Top Brazilian bank Banco Bradesco S.A. wants to avoid data breaches and has been been working with IBM Research to apply encryption techniques of the future.
The idea is to secure data in a totally inpenetrable way, so much so that even a quantum computer wouldn’t be able to get to it— using an type of cryptography which was first suggested by mathematicians in the 1970s called homomorphic encryption.
Using homomorphic encryption, the researchers apply machine learning on fully encrypted banking data — without having to decrypt it first.
Having encrypted real banking data, the scientists demonstrated secure machine learning-based predictions. They presented the results this week at the IACR Real World Crypto Symposium 2020 in New York City.
Cryptography “underpins the trust that we have in e-commerce, blockchains and crypto-currencies,” says Mike Osborne, a crypto researcher at IBM. Today, data at rest such as backups as well as data in transit sent between organizations or simply between one’s computer and, say, an e-commerce website, are typically encrypted.
The problem is, to be processed, the data need to be decrypted first, meaning exposing the information for a certain length of time. This window, however brief, is enough for data exfiltration and leaks. That’s why before any computations, sensitive data are usually pre-processed to obfuscate, anonymize or even remove any private and sensitive fields. But for certain applications, such as in banking, removing all private and sensitive information doesn’t make sense.
But what if the people handling the data wouldn’t have to decrypt anything to perform computations? Well, then, leak or not, the information would remain safe and sound. Provided the encryption is strong enough, that is.
IBM Research is focused on how to apply advanced cryptographic schemes such as Homomorphic Encryption (HE) to protect the privacy and confidentiality of both the data during the training of ML models as well as the models themselves, and as a consequence, the prediction task can also be protected.
That’s where homomorphic encryption comes in. If encrypted homomorphically, data stays encrypted — all the time. The information remains cryptographically jumbled to preserve privacy and confidentiality while it is being processed.
For instance, it would be possible to use machine learning to match a patient for a clinical trial based on a their genome sequence which is homomorphically encrypted in the cloud. The system would output an encrypted a match, without exposing any sensitive data. “The query can be performed ‘obliviously,’ without revealing the data or the result to the agent processing the query,” says Dave Braines, a researcher at IBM.
And, crucially, homomorphic encryption is resistant to any potential attacks from quantum computers. Once fully-functional, quantum computers should greatly surpass traditional computers for certain types of computations. And they could also easily crack current encryption algorithms. But not homomorphic ones. That’s because this type of encryption is based on the mathematics of lattices — repeating, multidimensional grid-like collection of points. Lattice-based schemes hide data inside this lattice, some distance away from a point, and determining how far away an encrypted message is from a lattice point is extremely difficult for both a quantum or a traditional computer. But if you know a secret key, then it’s easy to get the message.

Referring-expression data:
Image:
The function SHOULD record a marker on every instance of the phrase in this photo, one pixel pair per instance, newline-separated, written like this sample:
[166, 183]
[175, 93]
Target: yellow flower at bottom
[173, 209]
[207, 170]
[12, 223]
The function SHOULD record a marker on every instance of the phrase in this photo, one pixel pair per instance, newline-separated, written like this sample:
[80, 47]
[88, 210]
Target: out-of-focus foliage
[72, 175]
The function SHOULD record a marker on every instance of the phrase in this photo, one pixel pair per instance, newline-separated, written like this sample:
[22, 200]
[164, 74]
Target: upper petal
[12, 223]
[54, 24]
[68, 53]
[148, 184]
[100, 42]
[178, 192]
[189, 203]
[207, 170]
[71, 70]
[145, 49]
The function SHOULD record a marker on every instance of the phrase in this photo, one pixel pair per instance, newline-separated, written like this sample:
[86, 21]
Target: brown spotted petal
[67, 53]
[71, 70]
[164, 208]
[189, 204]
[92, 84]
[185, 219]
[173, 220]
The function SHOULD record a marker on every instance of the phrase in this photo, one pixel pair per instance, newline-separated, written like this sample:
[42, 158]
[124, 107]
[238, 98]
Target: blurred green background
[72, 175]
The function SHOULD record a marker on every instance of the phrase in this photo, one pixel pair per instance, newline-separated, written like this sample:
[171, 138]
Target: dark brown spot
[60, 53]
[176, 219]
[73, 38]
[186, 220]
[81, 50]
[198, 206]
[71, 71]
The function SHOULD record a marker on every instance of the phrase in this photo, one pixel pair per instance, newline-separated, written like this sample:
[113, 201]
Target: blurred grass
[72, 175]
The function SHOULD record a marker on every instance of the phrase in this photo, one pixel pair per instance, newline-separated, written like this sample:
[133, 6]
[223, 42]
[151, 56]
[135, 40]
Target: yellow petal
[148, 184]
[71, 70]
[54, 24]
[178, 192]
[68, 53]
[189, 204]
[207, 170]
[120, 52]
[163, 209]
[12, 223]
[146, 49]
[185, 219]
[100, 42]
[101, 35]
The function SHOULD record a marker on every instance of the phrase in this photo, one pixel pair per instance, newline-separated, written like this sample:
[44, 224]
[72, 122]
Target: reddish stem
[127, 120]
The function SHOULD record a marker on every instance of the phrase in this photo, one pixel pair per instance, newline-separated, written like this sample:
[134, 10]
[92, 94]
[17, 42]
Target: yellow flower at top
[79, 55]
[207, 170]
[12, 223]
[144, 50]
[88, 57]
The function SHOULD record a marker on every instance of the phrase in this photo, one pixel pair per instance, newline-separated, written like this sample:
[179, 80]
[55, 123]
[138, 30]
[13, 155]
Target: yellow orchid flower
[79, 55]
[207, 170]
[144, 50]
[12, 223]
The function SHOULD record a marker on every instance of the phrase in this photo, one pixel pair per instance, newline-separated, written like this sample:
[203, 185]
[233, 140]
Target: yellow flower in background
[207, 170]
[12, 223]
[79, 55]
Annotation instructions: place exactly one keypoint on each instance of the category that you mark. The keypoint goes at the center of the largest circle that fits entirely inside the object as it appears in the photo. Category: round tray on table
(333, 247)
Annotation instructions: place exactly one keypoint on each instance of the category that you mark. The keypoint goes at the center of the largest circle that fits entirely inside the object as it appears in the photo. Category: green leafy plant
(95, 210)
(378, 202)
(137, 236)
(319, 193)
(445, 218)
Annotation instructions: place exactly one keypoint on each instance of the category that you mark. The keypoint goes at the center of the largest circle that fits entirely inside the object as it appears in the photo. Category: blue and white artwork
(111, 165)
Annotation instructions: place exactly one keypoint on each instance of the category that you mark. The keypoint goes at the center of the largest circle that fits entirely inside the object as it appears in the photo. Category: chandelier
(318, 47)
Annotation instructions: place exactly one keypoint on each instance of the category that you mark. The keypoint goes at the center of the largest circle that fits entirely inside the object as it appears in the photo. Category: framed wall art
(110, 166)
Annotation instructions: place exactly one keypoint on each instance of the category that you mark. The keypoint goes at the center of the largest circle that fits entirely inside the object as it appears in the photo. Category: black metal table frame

(Goal of the exercise)
Answer these questions from the text on homomorphic encryption.
(a) At what event did the scientists present their results?
(b) Who is identified as a crypto researcher at IBM?
(c) On what branch of mathematics is homomorphic encryption based?
The items have no connection to the text on homomorphic encryption.

(Exercise answer)
(a) The IACR Real World Crypto Symposium 2020 in New York City
(b) Mike Osborne
(c) The mathematics of lattices